- _DATASET ROWS_:

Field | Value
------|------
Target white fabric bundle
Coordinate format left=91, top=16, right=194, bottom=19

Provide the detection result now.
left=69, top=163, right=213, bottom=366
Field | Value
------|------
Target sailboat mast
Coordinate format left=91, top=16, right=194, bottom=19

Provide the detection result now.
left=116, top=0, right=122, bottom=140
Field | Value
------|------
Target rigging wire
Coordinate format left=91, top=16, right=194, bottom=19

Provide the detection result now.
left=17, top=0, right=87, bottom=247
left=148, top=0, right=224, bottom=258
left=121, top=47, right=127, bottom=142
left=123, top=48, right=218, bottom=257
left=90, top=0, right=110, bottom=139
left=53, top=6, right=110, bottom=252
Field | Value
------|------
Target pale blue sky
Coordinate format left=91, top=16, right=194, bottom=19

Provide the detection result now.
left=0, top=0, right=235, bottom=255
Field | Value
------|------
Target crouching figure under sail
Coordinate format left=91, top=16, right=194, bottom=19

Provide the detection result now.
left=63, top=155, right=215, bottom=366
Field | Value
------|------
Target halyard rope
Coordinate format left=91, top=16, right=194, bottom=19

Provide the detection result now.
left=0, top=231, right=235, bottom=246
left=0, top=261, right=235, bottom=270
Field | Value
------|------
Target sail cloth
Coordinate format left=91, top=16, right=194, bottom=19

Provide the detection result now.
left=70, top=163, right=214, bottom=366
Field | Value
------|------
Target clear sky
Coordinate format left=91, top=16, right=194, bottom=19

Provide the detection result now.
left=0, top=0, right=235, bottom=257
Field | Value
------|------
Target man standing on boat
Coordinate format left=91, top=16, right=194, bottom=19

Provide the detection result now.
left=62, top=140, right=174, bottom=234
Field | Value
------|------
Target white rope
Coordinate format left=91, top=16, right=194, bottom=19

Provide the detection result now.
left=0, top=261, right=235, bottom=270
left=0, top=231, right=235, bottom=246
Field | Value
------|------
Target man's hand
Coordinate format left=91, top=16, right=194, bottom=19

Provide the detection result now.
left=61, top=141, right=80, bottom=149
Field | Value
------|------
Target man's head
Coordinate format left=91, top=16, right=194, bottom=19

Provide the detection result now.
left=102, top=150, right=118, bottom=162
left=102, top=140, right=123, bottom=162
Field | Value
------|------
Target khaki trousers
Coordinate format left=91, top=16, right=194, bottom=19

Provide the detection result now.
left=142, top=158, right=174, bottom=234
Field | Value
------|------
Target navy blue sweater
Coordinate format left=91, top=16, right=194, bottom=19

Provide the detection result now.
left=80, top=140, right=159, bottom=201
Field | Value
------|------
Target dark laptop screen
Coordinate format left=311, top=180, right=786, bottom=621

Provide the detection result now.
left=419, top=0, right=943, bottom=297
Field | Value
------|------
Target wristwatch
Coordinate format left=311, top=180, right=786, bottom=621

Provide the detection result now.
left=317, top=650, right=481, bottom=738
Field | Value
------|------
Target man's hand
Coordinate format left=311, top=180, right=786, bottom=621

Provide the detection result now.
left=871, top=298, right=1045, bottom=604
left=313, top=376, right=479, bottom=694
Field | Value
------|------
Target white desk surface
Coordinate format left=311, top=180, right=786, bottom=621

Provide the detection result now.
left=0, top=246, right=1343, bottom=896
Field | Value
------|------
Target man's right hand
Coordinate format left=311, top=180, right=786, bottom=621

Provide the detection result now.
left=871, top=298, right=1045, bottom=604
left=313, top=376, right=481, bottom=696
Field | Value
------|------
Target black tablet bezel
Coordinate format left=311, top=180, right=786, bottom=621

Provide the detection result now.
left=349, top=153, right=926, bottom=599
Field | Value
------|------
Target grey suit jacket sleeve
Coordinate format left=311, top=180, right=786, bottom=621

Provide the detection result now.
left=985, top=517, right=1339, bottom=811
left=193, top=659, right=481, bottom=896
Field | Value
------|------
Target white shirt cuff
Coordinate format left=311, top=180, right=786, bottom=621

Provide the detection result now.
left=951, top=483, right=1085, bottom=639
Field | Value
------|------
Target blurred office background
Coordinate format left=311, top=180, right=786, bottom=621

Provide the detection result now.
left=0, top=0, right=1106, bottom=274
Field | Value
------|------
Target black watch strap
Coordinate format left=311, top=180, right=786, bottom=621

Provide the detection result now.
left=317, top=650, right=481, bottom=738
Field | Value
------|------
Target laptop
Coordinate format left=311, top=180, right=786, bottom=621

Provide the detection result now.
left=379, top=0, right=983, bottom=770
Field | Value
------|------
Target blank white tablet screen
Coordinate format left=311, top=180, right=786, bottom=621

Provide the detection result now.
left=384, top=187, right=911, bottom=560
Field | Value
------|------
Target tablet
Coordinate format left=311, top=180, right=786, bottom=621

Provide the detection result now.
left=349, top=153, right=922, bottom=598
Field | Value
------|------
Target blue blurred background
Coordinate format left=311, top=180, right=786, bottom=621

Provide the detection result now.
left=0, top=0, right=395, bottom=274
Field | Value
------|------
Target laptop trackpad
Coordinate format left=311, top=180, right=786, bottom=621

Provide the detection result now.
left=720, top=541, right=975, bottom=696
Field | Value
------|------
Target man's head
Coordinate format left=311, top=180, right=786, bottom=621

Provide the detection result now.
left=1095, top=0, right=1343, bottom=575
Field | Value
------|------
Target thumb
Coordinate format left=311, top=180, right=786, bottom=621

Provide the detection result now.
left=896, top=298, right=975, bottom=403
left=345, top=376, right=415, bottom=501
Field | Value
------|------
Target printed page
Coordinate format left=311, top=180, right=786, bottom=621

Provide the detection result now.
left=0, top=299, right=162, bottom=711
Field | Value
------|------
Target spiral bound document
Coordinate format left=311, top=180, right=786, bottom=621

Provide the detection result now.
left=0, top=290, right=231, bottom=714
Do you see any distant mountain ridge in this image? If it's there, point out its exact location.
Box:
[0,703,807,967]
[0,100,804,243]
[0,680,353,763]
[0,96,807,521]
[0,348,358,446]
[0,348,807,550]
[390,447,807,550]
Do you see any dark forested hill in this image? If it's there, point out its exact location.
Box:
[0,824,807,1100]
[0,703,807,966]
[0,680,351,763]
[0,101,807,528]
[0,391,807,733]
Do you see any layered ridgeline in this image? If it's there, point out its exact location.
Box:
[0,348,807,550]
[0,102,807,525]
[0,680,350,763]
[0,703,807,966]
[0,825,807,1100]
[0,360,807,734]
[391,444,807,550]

- _DIRECTIVE_: Can you rewrite the material from its start through the line containing "left=0, top=0, right=235, bottom=255", both ends included, scaling every bounding-box coordinate in the answers by 1.45 and rounding each to a whole number, halves up? Copy the requests unchanged, keeping the numbers in their coordinate format samples as they are.

- _RESPONSE TO THE EXERCISE_:
Field | Value
------|------
Target white fabric bundle
Coordinate format left=91, top=16, right=194, bottom=19

Provide the detection result now.
left=100, top=236, right=309, bottom=531
Field | Value
------|------
Target sailboat mast
Coordinate format left=91, top=16, right=194, bottom=19

Provide the detection result now.
left=168, top=0, right=177, bottom=203
Field | Value
------|------
Target rigging wire
Coordinate format left=91, top=16, right=194, bottom=19

Provide the detection result now.
left=25, top=0, right=126, bottom=358
left=215, top=0, right=325, bottom=374
left=175, top=68, right=184, bottom=206
left=178, top=70, right=316, bottom=373
left=131, top=0, right=160, bottom=202
left=77, top=9, right=160, bottom=365
Field | Value
------|------
Target pale blue sky
Coordinate format left=91, top=16, right=194, bottom=19

Provide the detection result now.
left=0, top=0, right=341, bottom=370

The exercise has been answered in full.